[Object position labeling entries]
— Begin —

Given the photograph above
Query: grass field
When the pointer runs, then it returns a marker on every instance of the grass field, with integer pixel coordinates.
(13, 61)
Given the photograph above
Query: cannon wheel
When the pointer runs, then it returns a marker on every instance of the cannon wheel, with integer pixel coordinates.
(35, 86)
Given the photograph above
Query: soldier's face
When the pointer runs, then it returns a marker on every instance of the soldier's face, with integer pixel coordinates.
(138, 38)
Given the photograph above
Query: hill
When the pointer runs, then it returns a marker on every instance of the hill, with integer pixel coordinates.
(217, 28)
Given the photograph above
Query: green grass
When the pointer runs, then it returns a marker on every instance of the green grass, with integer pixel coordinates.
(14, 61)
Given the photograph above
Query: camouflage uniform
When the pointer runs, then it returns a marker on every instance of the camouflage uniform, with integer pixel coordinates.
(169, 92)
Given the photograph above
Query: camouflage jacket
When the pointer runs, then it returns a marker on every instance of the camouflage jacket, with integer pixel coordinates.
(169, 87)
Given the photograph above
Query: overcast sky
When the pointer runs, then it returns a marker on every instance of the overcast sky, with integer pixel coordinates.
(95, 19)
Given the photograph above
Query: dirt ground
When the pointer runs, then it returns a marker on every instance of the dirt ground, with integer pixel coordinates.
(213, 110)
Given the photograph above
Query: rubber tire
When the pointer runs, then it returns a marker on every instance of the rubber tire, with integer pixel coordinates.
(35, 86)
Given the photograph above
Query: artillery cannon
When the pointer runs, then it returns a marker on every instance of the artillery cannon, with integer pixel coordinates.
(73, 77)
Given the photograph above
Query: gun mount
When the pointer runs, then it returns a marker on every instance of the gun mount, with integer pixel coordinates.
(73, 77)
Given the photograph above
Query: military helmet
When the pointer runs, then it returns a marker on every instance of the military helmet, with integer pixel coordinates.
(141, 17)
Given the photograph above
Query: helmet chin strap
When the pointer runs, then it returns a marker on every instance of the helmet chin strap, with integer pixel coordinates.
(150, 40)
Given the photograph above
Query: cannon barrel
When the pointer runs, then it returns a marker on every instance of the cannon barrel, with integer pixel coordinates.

— End —

### Given request
Retype every record above exactly as it appears.

### Solved exercise
Given the photograph above
Query: grass field
When the pointer runs, then it returns a marker on every instance of the grass field, with integer pixel coordinates.
(13, 61)
Given the photograph above
Query: cannon wheel
When the pointer runs, then it returns a marker on every instance of the cannon wheel, with integer pixel coordinates.
(35, 86)
Given the photograph above
Query: soldier's face
When the pointer runs, then it returns a marker on every instance of the soldier's face, with integer pixel coordinates.
(138, 38)
Given the photograph above
Query: hill
When the pointer runs, then it returns a marker on every instance of the hill, with integer pixel coordinates.
(217, 28)
Given the photograph above
Query: green grass
When the pointer runs, then it returns a marker on every instance of the green grass, with integer pixel coordinates.
(14, 61)
Given the photograph above
Query: camouflage uniform
When the pointer runs, then it returns a marker on every instance of the camouflage uniform, with integer pixel coordinates.
(169, 92)
Given the photograph above
Query: camouflage jacket
When the pointer runs, then it returns a marker on every instance of the camouflage jacket, with integer pixel coordinates.
(169, 87)
Given the photograph above
Query: overcast sky
When the pointer runs, then it returns a marker on every instance of the overcast sky, with integer pixel coordinates.
(95, 19)
Given the photograph above
Query: dirt ground
When the pointer runs, then it returns a marker on every instance of the dirt ground, with integer pixel coordinates.
(213, 110)
Given the photograph above
Query: rubber tire
When the pointer runs, then it returns a marker on every instance of the rubber tire, with integer pixel coordinates.
(35, 86)
Given the photograph above
Query: artillery cannon
When the pointer runs, then it returns a marker on every instance of the artillery cannon, with integer pixel coordinates.
(73, 77)
Given the photograph above
Query: gun mount
When the pointer runs, then it returns a marker on every instance of the gun mount, with integer pixel coordinates.
(73, 77)
Given the photograph above
Query: military helmet
When the pointer runs, then it returns a marker on every instance of the military helmet, with integer pixel coordinates.
(141, 17)
Given the photograph above
Query: helmet chin strap
When the pointer runs, then it returns a marker on every instance of the helmet chin strap, with integer pixel coordinates.
(150, 40)
Given the photograph above
Query: cannon barrel
When the pointer runs, then it returns a marker on every instance of the cannon barrel, with integer pixel coordinates.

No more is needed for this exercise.